[Dataset records]
━━━━━━━━━━━━━━━━
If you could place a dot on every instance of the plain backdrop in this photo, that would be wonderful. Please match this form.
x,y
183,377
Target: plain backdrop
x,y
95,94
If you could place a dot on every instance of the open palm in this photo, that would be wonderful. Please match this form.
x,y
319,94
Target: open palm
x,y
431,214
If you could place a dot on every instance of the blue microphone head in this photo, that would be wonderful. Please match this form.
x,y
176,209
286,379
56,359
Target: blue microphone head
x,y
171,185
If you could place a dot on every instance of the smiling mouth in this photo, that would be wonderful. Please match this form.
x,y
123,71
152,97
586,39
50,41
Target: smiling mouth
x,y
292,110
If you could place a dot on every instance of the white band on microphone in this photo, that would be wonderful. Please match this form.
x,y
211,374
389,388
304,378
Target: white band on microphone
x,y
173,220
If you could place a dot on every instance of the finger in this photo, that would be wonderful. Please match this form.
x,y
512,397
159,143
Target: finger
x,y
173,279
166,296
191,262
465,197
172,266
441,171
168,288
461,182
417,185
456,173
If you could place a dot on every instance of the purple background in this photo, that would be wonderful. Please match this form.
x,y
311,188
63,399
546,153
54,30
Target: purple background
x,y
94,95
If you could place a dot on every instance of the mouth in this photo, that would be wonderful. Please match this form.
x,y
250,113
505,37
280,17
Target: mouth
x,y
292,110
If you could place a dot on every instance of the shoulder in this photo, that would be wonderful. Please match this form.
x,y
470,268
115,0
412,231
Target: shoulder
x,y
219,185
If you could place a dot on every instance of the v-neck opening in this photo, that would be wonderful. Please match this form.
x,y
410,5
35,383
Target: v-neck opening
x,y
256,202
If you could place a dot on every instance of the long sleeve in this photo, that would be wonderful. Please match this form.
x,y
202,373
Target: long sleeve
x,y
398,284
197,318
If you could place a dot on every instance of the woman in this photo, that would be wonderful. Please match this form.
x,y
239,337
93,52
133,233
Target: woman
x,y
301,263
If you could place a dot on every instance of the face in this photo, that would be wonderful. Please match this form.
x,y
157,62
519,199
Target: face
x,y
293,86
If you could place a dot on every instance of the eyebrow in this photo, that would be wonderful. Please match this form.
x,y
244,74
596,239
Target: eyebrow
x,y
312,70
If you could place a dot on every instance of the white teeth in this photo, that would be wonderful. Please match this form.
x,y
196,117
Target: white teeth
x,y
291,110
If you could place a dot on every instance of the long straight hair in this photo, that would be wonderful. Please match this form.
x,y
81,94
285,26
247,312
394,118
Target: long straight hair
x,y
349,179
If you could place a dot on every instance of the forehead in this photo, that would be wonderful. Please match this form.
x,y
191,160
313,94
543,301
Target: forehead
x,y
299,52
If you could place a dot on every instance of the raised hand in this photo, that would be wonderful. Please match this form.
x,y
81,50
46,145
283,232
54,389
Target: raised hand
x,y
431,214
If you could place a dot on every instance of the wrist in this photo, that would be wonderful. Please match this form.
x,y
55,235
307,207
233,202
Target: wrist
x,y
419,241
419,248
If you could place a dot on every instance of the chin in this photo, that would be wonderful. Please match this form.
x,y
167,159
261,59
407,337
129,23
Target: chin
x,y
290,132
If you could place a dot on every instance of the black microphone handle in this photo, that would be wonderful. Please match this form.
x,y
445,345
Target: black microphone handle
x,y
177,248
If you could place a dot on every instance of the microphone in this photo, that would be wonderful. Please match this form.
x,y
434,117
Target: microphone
━━━━━━━━━━━━━━━━
Extract the closing run of lines, starting with the one containing "of the wrist" and ending at the last, exactly as written.

Written answer.
If you could place a dot on every instance of the wrist in this photo, that would be wonderful. Please match this form.
x,y
55,235
307,207
233,202
Target: wrist
x,y
419,241
419,248
If you could place a dot on every instance of the chin in this photo, that would be wonderful. Please match this form.
x,y
167,159
261,59
407,337
129,23
Target: chin
x,y
290,132
If you could place a dot on every instance of the black microphone handle in this photo, that would be wonderful. Please match this form.
x,y
445,345
Target: black microphone handle
x,y
177,248
If you could place a dot on every instance of the microphone in this photo, that would be wonderful. Please match this form.
x,y
434,117
Target: microphone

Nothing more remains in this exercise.